┌──

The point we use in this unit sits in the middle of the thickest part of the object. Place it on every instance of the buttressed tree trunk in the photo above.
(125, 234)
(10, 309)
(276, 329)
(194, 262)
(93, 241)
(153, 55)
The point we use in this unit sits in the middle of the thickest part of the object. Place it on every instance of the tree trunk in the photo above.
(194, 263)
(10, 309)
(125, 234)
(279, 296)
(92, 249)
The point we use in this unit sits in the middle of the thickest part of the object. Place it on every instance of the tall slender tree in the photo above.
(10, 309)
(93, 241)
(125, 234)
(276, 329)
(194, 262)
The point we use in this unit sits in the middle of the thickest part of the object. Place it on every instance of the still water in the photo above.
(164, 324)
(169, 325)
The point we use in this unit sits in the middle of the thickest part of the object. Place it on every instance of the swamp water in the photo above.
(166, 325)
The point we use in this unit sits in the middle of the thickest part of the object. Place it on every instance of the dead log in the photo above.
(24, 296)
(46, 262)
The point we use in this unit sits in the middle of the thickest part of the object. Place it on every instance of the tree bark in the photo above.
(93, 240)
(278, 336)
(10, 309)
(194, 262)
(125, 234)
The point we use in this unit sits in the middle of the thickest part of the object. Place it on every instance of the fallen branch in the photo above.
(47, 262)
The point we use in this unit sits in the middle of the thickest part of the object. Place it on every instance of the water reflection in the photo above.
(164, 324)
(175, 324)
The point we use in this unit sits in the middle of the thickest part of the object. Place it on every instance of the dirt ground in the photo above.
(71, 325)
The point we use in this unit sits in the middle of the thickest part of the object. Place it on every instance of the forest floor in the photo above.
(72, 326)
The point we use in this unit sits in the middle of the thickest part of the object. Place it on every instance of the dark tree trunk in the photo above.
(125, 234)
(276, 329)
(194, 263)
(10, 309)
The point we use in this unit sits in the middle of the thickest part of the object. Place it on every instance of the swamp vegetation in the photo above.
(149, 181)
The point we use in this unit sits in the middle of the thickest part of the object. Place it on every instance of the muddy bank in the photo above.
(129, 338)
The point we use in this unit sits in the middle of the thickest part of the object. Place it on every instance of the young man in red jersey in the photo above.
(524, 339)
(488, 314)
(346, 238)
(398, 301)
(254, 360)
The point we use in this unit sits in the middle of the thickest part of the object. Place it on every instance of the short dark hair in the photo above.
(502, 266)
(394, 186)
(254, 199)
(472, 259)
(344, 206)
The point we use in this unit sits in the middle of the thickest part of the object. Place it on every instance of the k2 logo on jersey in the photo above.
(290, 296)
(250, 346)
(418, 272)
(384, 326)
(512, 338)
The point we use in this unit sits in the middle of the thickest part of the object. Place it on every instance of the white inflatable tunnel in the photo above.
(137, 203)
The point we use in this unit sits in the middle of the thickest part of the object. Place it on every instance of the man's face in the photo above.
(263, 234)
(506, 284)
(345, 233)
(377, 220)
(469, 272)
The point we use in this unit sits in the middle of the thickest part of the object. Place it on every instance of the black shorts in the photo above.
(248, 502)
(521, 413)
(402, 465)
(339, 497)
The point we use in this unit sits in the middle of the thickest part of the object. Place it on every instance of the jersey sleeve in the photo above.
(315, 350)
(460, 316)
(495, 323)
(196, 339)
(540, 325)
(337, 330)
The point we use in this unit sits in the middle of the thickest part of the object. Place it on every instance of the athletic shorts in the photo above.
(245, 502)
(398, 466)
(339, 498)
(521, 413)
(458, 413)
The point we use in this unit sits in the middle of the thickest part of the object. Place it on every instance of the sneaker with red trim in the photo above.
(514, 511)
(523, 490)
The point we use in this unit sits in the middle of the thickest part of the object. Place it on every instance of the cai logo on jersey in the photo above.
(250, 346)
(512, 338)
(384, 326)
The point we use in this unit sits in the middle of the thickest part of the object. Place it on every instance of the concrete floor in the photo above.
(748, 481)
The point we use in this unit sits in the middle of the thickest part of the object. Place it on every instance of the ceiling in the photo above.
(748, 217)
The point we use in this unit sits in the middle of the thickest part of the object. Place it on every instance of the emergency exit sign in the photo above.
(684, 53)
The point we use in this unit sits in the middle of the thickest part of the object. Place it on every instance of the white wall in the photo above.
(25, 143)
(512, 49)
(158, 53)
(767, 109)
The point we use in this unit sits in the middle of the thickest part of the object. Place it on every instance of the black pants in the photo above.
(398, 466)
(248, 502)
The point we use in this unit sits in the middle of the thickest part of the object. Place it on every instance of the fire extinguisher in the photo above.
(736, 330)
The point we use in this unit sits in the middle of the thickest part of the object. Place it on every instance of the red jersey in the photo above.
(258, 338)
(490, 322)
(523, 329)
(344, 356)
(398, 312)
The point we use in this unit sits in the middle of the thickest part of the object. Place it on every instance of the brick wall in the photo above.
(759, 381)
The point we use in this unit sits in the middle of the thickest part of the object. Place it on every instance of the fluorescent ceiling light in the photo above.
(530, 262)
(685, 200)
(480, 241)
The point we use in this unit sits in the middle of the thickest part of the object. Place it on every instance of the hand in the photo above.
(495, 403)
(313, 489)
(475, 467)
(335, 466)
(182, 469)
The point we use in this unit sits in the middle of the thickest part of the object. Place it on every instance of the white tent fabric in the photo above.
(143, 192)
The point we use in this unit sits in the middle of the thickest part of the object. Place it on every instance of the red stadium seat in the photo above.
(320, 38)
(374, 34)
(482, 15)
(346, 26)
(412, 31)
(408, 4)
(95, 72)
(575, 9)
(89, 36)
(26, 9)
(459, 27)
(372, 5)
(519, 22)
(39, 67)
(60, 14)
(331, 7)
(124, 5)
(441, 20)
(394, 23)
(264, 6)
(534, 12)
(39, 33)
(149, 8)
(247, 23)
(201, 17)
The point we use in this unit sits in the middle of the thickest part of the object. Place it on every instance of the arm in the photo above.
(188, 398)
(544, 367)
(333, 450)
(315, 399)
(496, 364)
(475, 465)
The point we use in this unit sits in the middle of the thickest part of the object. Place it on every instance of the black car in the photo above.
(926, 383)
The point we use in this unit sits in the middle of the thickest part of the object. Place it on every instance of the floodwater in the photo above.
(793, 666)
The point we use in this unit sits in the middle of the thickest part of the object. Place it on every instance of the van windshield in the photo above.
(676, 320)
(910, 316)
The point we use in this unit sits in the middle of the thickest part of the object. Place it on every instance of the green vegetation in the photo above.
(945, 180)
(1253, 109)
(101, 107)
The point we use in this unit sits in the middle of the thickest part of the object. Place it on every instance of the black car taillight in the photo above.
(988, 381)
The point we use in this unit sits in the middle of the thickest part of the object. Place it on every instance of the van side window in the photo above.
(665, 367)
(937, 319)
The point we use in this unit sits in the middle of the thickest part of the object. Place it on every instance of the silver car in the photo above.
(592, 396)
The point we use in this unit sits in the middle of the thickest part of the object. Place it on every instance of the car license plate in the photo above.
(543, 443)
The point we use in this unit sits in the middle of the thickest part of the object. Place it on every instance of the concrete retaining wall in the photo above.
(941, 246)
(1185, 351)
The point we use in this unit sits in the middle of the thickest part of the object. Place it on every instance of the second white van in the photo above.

└──

TO BE DONE: Each line in the material above must be retyped without alteration.

COMPLETED TASK:
The point we use in this unit sits in the middle of the thickest part of the object. Place it on every instance of the buttressed tree trunk in the photo above.
(125, 234)
(10, 309)
(276, 329)
(194, 262)
(93, 241)
(153, 55)
The point we use in this unit sits in the middle of the thickest part of the object. Place it on every instance of the tree trunk in the photo above.
(194, 263)
(10, 309)
(125, 234)
(279, 296)
(92, 249)
The point we use in this unit sits in the middle of the thickest part of the object. Place it on every instance of the tall slender tree in the photo above.
(10, 309)
(93, 241)
(125, 234)
(276, 329)
(194, 262)
The point we use in this unit sits in the middle of the thickest part of the object. Place it on every instance of the still water in the photo above.
(164, 324)
(169, 325)
The point we use in this unit sits in the middle of the thickest part of the object. Place it on every instance of the swamp water in the photo above.
(166, 325)
The point we use in this unit sits in the middle of the thickest part of the object. Place it on every instance of the dead log in the photo above.
(24, 296)
(46, 262)
The point we use in this unit sits in the middle of the thickest part of the object. Place it on every instance of the tree bark in the photo above.
(93, 240)
(278, 336)
(10, 309)
(194, 262)
(125, 234)
The point we use in this unit sits in the middle of the thickest part of the object. Place it on every instance of the fallen branch in the photo above.
(47, 262)
The point we use in this unit sits in the middle of the thickest part of the object. Place it on every instance of the water reflection in the photo above.
(164, 324)
(175, 324)
The point we use in this unit sits in the middle of the thickest part of the object. Place it on every instance of the dirt ground in the photo above.
(71, 325)
The point we use in this unit sits in the middle of the thickest part of the object. Place it on every instance of the forest floor in the photo above.
(72, 326)
The point we use in this unit sits in the middle of the thickest part of the object. Place it on every instance of the dark tree trunk in the photo above.
(125, 234)
(276, 329)
(194, 263)
(10, 309)
The point we use in this unit sits in the middle of the thickest part of the object. Place it on every instance of the swamp vegetation in the photo above.
(149, 181)
The point we use in this unit sits in the middle of the thickest part of the object. Place it on every instance of the muddy bank in the photo above.
(129, 338)
The point we use in this unit sits in the middle of the thickest part of the object. Place it on every instance of the young man in red jersey in the photo above.
(524, 339)
(488, 314)
(346, 238)
(398, 301)
(254, 360)
The point we use in this unit sits in the middle of the thickest part of the object. Place it on every instance of the short dark hair in the photo above.
(502, 266)
(394, 186)
(254, 199)
(472, 259)
(344, 206)
The point we use in this unit sits in the middle of the thickest part of the object. Place it on every instance of the k2 logo on jersey in the photo above.
(290, 296)
(250, 346)
(418, 272)
(384, 326)
(512, 338)
The point we use in this unit sits in the middle of the thickest part of the object. Place it on every instance of the white inflatable tunnel in the photo above.
(137, 203)
The point we use in this unit sits in the middle of the thickest part of the object. Place it on every instance of the man's face in the photo above.
(263, 234)
(506, 284)
(345, 233)
(377, 220)
(469, 272)
The point we use in this unit sits in the middle of the thickest part of the object. Place it on every instance of the black shorts in the photo above.
(248, 502)
(521, 413)
(402, 465)
(339, 497)
The point we use in this unit sits in the middle of the thickest part of the object. Place it on every instance of the jersey sleeve in the photo above.
(315, 350)
(460, 316)
(495, 323)
(196, 339)
(540, 325)
(337, 330)
The point we use in this unit sits in the middle of the thickest part of the object. Place it on every instance of the athletic shorts in the photo above.
(245, 502)
(398, 466)
(339, 498)
(521, 413)
(458, 413)
The point we use in this unit sits in the middle of the thickest part of the object. Place it on every instance of the sneaker with red trim in the photo above.
(514, 511)
(523, 490)
The point we use in this unit sits in the middle of the thickest part of the object. Place it on every instance of the cai logo on jersey in the photo above.
(250, 346)
(512, 338)
(384, 326)
The point we use in this unit sits in the middle of the thickest part of the object. Place it on every instance of the concrete floor in the photo above.
(748, 481)
The point we use in this unit sits in the middle of the thickest part of the object. Place it on every instance of the ceiling in the photo above.
(748, 217)
The point we use in this unit sits in the middle of the thickest part of the object. Place it on every instance of the emergency exit sign in the photo above.
(684, 53)
The point we use in this unit sits in the middle of the thickest part of the object. Place it on every instance of the white wall in the photo above.
(25, 143)
(512, 49)
(158, 53)
(767, 109)
The point we use in this unit sits in the middle of the thickest part of the object. Place it on every instance of the black pants in the photo above.
(398, 466)
(248, 502)
The point we use in this unit sits in the middle of the thickest part of the object. Place it on every instance of the fire extinguisher in the photo above.
(736, 330)
The point we use in this unit sits in the middle of the thickest part of the object. Place it on every instance of the red jersey in the photo above.
(258, 338)
(490, 322)
(523, 329)
(344, 356)
(398, 312)
The point we use in this unit sits in the middle of the thickest part of the object. Place it on every instance of the brick wall in the photo above.
(759, 381)
The point we use in this unit sits in the middle of the thickest part of the object. Place it on every instance of the fluorescent ceiling light in the photo above.
(530, 262)
(685, 200)
(480, 241)
The point we use in this unit sits in the middle of the thickest part of the object. Place it on every instance of the hand in the photo above.
(495, 403)
(313, 489)
(475, 467)
(335, 466)
(182, 469)
The point we use in this unit sits in the middle of the thickest part of the object. Place it on every instance of the white tent fabric in the photo above.
(143, 192)
The point we use in this unit sits in the middle of the thickest part of the object. Place it on every instance of the red stadium seat in the photo above.
(320, 38)
(374, 34)
(482, 15)
(346, 26)
(412, 31)
(408, 4)
(95, 72)
(575, 9)
(89, 36)
(26, 9)
(459, 27)
(372, 5)
(519, 22)
(39, 67)
(60, 14)
(331, 7)
(124, 5)
(441, 20)
(394, 23)
(264, 6)
(534, 12)
(39, 33)
(149, 8)
(247, 23)
(201, 17)
The point we use in this unit sits in the middle of the thickest part of the object. Place it on every instance of the arm in the photo above.
(188, 398)
(544, 367)
(333, 450)
(315, 399)
(496, 364)
(475, 465)
The point we use in this unit sits in the middle of the thickest part of the object. Place it on every instance of the black car in the photo above.
(926, 383)
The point we use in this unit sits in the middle of the thickest part of the object. Place it on every instance of the floodwater in the photo above.
(793, 666)
The point we use in this unit sits in the middle of the thickest part of the object. Place it on every instance of the van windshield in the photo above.
(676, 320)
(910, 316)
The point we use in this unit sits in the middle of the thickest part of the object. Place it on every instance of the green vegetation in the photo above.
(945, 180)
(1253, 109)
(101, 107)
The point we use in this unit sits in the middle of the thickest part of the object. Place it on every instance of the black car taillight in the photo above.
(988, 381)
The point we use in this unit sits in the middle of the thickest part of the object. Place it on every instance of the van side window in the photo above.
(665, 367)
(937, 319)
The point we use in this unit sits in the middle of the thickest part of the object. Place it on every instance of the silver car in the photo above.
(592, 396)
The point we use in this unit sits in the middle of the thickest part of the object. Place it on every instance of the car license plate in the photo above.
(543, 443)
The point we use in this unit sits in the middle of the thickest part of the object. Place it on every instance of the concrete retaining wall in the photo above.
(941, 246)
(1185, 351)
The point we use in this unit sits in the middle of the thickest part of the object. Place it on every instance of the second white van in the photo above.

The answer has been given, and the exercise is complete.